# Input:
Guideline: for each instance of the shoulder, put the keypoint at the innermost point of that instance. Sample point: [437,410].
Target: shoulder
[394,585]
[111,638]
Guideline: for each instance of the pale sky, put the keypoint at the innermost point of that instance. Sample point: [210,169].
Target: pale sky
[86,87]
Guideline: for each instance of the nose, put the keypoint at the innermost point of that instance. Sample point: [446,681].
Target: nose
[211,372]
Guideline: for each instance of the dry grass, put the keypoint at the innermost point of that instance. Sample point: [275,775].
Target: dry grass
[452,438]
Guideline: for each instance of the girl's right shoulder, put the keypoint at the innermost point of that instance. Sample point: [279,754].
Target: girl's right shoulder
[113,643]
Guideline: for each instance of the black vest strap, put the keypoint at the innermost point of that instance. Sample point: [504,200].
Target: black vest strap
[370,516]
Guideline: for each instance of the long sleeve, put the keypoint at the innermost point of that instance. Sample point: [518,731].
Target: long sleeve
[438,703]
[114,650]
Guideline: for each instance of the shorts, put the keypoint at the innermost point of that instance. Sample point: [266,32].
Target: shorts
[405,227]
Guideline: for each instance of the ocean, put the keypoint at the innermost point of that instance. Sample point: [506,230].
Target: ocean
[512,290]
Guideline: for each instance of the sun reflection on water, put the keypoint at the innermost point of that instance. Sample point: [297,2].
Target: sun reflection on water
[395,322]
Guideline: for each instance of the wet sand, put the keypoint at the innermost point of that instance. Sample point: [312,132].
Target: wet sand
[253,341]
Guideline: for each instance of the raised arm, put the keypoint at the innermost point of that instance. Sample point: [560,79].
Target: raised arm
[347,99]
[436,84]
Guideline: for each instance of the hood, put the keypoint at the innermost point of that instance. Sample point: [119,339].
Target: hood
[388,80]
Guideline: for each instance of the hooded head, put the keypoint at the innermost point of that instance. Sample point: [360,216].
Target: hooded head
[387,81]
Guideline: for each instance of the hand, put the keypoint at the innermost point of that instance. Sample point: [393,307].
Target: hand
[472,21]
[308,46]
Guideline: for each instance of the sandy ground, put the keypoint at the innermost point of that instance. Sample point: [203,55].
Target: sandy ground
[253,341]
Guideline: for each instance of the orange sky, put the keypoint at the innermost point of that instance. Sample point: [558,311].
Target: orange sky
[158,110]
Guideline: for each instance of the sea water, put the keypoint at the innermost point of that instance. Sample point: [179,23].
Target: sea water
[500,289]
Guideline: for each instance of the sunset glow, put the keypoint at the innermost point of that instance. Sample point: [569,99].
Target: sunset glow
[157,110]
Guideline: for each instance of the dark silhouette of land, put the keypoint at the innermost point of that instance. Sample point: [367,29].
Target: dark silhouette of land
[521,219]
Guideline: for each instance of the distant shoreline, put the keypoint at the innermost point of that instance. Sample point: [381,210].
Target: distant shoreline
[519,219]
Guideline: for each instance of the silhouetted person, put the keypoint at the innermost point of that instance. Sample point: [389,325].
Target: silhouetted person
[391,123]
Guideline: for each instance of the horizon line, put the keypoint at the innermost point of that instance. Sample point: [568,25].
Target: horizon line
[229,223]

# Problem statement:
Extract the complete data, matching each line exactly.

# Task output:
Guideline: for each instance of the shoulder, put the keypoint at the innermost point of that instance. Sample point: [437,410].
Target: shoulder
[394,585]
[111,638]
Guideline: for each instance of the pale sky, put the keypoint at the innermost point of that instance. Sample point: [210,169].
Target: pale sky
[86,87]
Guideline: for each instance of the nose, put the keypoint at the innermost point of that instance. Sample point: [446,681].
Target: nose
[211,372]
Guideline: for each instance of the dry grass, put the keypoint at the innermost point of that instance. Sample point: [275,775].
Target: dry grass
[452,438]
Guideline: for each instance of the girl's right shoulder, put the keypoint at the innermost point of that instance. Sample point: [279,754].
Target: girl's right shoulder
[113,643]
Guideline: for each instance of the black vest strap, put the keypoint at the innermost point of that instance. Sample point: [504,200].
Target: black vest strap
[370,516]
Guideline: for each instance of the long sleeve, put the keypoint at the innermost point of that instance. Sample point: [518,731].
Target: long sleeve
[438,703]
[114,650]
Guideline: for each instance of the shorts, put the keypoint at the innermost point of that instance. Sample point: [266,32].
Target: shorts
[405,227]
Guideline: for each instance of the ocean, put the keypoint at the innermost point of that instance. Sample point: [506,230].
Target: ocean
[512,290]
Guideline: for each instance of the sun reflection on water, put the keypoint at the innermost point of that instance. Sample point: [297,2].
Target: sun reflection on water
[395,322]
Guideline: for each instance of the wet sand, put the keypoint at the innermost point of that instance. Sample point: [312,132].
Target: wet sand
[253,341]
Guideline: for each instance of the raised arm, put the keypoint at the innermost point of that instance. Sample point: [560,79].
Target: raised arm
[347,99]
[436,84]
Guideline: for each instance of the hood, put the keypoint at the innermost point of that instance. Sample point: [119,339].
Target: hood
[388,80]
Guideline: for each instance of the hooded head, put the keypoint at the innermost point of that instance. Sample point: [360,216].
Target: hooded head
[387,81]
Guideline: for each instance of the hand, put the keypoint at the innermost point of that instance. Sample point: [393,307].
Target: hand
[472,21]
[308,46]
Guideline: for each instance of the sandy ground, put the keypoint at the innermost point of that instance. Sample point: [203,55].
Target: sandy ground
[253,341]
Guideline: for each instance of the orange sky, put the keypoint at the innermost point of that instance. Sample point: [558,311].
Target: orange sky
[158,110]
Guideline: for each instance of the sea water, put the keypoint at the innermost point of that instance. Sample point: [179,23].
Target: sea water
[500,289]
Guideline: for each instance of the sunset glow, put the keypoint at the innermost point of that instance. Sample point: [569,99].
Target: sunset glow
[157,110]
Guideline: for each instance of the dark silhouette of land, put the keypoint at the innermost point of that instance. Sample point: [367,29].
Target: dark silhouette of land
[521,219]
Guideline: for each instance of the distant shoreline, put the keypoint at the innermost point of that instance. Sample point: [381,210].
Target: distant shoreline
[519,219]
Guideline: for each instance of the silhouetted person, put the keypoint at the innermost point of that instance. Sample point: [389,325].
Target: silhouetted person
[391,123]
Guideline: for each instance of the horizon line, put the keypoint at the innermost point of that instance. Sample point: [568,25].
Target: horizon line
[229,223]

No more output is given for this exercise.